TASK STATEMENT :: Exact reproduction is required for all entries.

EXTRACTED DATA ::
:::
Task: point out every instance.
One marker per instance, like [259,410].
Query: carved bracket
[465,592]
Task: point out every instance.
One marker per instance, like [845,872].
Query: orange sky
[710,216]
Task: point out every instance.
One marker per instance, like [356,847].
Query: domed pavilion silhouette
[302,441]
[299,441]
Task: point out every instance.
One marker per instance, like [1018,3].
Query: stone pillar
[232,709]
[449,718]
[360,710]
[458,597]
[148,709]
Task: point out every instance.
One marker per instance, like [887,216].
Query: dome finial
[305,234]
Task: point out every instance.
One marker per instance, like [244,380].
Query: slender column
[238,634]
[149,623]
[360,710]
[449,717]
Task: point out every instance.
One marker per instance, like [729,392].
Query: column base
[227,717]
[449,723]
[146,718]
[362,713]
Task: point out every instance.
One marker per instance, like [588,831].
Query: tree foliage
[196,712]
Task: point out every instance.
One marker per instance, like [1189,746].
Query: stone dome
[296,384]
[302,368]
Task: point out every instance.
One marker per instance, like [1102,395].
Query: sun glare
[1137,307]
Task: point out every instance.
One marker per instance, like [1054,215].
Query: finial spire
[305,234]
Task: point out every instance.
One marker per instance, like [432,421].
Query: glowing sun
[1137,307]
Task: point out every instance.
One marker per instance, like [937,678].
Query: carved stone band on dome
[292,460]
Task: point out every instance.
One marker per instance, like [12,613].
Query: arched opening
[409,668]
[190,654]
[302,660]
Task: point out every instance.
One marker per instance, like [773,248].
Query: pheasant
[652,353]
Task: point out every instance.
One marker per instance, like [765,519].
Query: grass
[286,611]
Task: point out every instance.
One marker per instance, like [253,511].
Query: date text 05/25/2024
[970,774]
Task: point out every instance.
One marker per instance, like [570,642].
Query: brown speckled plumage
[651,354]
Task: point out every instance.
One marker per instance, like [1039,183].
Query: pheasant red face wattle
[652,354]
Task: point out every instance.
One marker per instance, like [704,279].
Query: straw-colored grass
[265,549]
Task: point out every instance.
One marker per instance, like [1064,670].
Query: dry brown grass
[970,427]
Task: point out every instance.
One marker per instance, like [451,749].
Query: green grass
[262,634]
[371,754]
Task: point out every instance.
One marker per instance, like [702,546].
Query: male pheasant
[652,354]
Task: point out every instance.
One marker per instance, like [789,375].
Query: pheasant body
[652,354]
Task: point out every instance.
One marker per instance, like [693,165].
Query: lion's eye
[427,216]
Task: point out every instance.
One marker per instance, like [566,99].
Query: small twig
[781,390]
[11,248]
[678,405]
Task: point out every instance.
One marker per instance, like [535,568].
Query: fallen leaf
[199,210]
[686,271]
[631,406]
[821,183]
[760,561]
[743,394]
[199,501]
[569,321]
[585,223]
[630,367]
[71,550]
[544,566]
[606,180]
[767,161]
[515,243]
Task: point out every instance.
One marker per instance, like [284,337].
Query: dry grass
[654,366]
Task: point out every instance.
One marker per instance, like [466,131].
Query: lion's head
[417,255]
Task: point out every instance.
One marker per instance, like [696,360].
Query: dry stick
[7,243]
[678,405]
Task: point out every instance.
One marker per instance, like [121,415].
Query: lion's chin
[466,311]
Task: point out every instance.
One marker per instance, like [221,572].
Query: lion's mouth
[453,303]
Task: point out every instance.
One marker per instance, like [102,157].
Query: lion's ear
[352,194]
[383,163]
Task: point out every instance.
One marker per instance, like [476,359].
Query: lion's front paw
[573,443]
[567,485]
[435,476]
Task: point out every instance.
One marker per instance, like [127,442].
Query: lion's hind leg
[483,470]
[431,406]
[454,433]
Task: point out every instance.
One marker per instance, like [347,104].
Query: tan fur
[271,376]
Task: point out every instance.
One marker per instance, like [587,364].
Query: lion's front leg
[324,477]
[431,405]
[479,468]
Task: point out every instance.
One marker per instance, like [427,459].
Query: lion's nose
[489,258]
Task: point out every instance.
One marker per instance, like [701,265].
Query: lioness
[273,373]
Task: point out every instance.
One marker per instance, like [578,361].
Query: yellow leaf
:::
RESPONSE TO THIS EXERCISE ::
Task: point out every instance.
One marker per instance, like [259,410].
Query: carved bracket
[465,592]
Task: point out every instance.
One marker per instance, like [845,872].
Query: orange sky
[710,216]
Task: point out every instance.
One marker per instance, like [356,847].
Query: domed pavilion silhouette
[302,441]
[299,441]
Task: point out every instance.
One marker per instance, like [1018,3].
Query: stone pillar
[232,709]
[449,718]
[360,710]
[458,597]
[148,709]
Task: point out every instance.
One marker per instance, like [887,216].
Query: dome finial
[305,234]
Task: point out every instance.
One marker per instance, like [244,380].
Query: slender column
[238,634]
[149,623]
[360,710]
[449,717]
Task: point out every instance.
One marker per instance, like [729,392].
Query: column base
[227,717]
[449,723]
[146,718]
[362,713]
Task: point out every instance.
One marker per instance, like [588,831].
Query: tree foliage
[196,712]
Task: point out every instance.
One marker per instance, like [1189,746].
Query: stone dome
[296,384]
[302,368]
Task: point out every instance.
One marker per instance, like [1102,395].
Query: sun glare
[1137,307]
Task: point out every instance.
One marker per instance, like [1054,215].
Query: finial spire
[305,234]
Task: point out every instance.
One marker per instance, like [432,421].
Query: glowing sun
[1137,307]
Task: point out every instance.
One marker per instance, like [937,678].
Query: carved stone band on dome
[292,460]
Task: point out every instance.
One marker per instance, like [12,613].
Query: arched opening
[409,668]
[190,654]
[302,660]
Task: point out every instance.
One marker per instance, like [773,248].
Query: pheasant
[652,353]
Task: point out every instance.
One marker per instance, like [765,519].
Query: grass
[286,611]
Task: point out every instance.
One marker per instance, like [253,511].
Query: date text 05/25/2024
[970,774]
Task: point out every instance.
One marker per instance, like [570,642].
Query: brown speckled plumage
[651,354]
Task: point out every instance.
One marker per instance, like [1039,183].
Query: pheasant red face wattle
[652,354]
Task: point out every instance.
One marker per instance, like [704,279].
Query: straw-colored grass
[265,549]
Task: point out every instance.
One marker per instance, like [1064,670].
Query: dry brown grass
[970,427]
Task: point out every instance.
One marker per instance, like [451,749].
Query: green grass
[262,634]
[371,754]
Task: point out every instance.
One marker per instance, like [702,546].
Query: male pheasant
[652,354]
Task: point out every instance.
One marker per instance, like [789,375].
Query: pheasant body
[652,354]
Task: point out every instance.
One marker per instance, like [693,165].
Query: lion's eye
[427,216]
Task: point out every instance.
One marker per instance, like [566,99].
Query: small twig
[781,390]
[11,248]
[678,405]
Task: point out every instance.
One marker per instance, like [535,568].
Query: fallen leaf
[199,210]
[686,271]
[631,406]
[821,183]
[760,561]
[743,394]
[199,501]
[569,321]
[585,223]
[630,367]
[71,550]
[544,566]
[606,180]
[767,161]
[515,243]
Task: point out every instance.
One marker per instance, like [284,337].
Query: dry grass
[654,366]
Task: point out every instance.
One marker per instance, like [466,131].
Query: lion's head
[417,255]
Task: point out every instance.
One marker per instance, like [696,360].
Query: dry stick
[7,243]
[678,405]
Task: point out every instance.
One marker per instance, like [121,415].
Query: lion's chin
[466,311]
Task: point out every instance.
One marker per instance, like [221,572].
Query: lion's mouth
[453,303]
Task: point out every instance.
One marker per instance, like [102,157].
Query: lion's ear
[352,194]
[383,163]
Task: point out every instance.
One marker per instance, like [476,359].
Query: lion's front paw
[573,443]
[567,485]
[435,476]
Task: point out every instance.
One marker per instance, like [127,442].
Query: lion's hind leg
[483,470]
[431,406]
[454,433]
Task: point out every instance.
One marker per instance, like [347,104].
Query: tan fur
[271,376]
Task: point out every instance.
One marker per instance, like [587,364].
Query: lion's front leg
[324,477]
[431,405]
[479,468]
Task: point out every instance.
One marker per instance, like [427,459].
Query: lion's nose
[489,258]
Task: point out every instance.
One marker per instance, like [701,265].
Query: lioness
[273,373]
Task: point out every instance.
One marker per instance, like [578,361].
Query: yellow leaf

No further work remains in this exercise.